Extract =
[start]

Toshack insisted yesterday he was not considering resigning and that he hoped the hearings would clarify the incident.

"My insults and gestures were aimed only and exclusively at a section of the crowd that feels that I am the only one to blame for what happens at the club," he said. "I've put up with insults for a long time, but the reaction was not normal for me."

The incidents are the latest in a series of clashes between Toshack and the Riazor crowd since his arrival at the club last season. Fans were especially incensed by his decision to drop Bebeto, and blamed Toshack for the striker's subsequent move back to Brazil.

For his part, Toshack has blamed Lendoiro for buying the wrong players and not spending enough on training facilities. Earlier this year he said he did not expect to continue at the club when his contract expires in June, leading to speculation he may return to Britain.

[end]

Data provided =
[start]

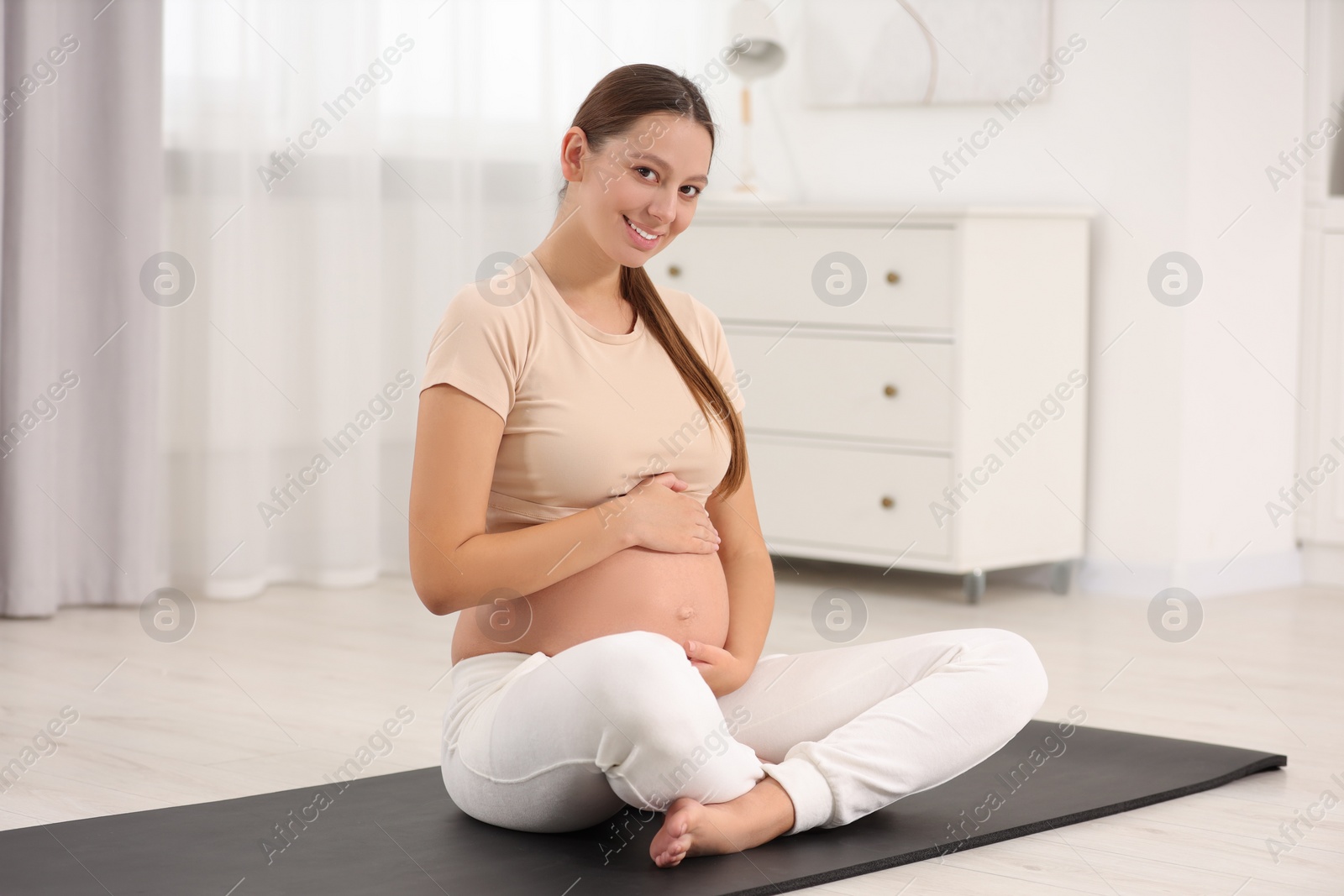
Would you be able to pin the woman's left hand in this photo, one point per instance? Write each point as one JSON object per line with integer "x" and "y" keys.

[end]

The tasks =
A) Please edit the excerpt about Toshack by giving it again from "Toshack insisted yesterday" up to and including "back to Brazil.", with "Riazor" replaced by "home".
B) Name every person mentioned in the excerpt about Toshack.
C) Write the next part of the excerpt about Toshack, picking up after its final sentence.
The lines that come after the excerpt about Toshack are separate material.

Answers =
A)
Toshack insisted yesterday he was not considering resigning and that he hoped the hearings would clarify the incident.

"My insults and gestures were aimed only and exclusively at a section of the crowd that feels that I am the only one to blame for what happens at the club," he said. "I've put up with insults for a long time, but the reaction was not normal for me."

The incidents are the latest in a series of clashes between Toshack and the home crowd since his arrival at the club last season. Fans were especially incensed by his decision to drop Bebeto, and blamed Toshack for the striker's subsequent move back to Brazil.

B) Toshack, Bebeto, Lendoiro

C)
Supporters replied swiftly by daubing the Riazor ground in anti-Toshack graffiti. Toshack has also come under fire from Rafael Martin Vazquez. The former Spanish international midfielder is one of many players in Deportivo's gifted squad who believes he is not selected often enough.

In Belgium, the national coach, Wilfried Van Moer, has been sacked after nine months in charge and replaced by Georges Leekens, who leaves the First Division leaders Mouscron.

Van Moer was dismissed principally because of Belgium's 3-0 home defeat by the Netherlands in a World Cup qualifier last month and also because of communication problems with players and the media. Van Moer was initially praised for his no-nonsense approach but was later criticised for what was perceived as a surly attitude towards players and reporters.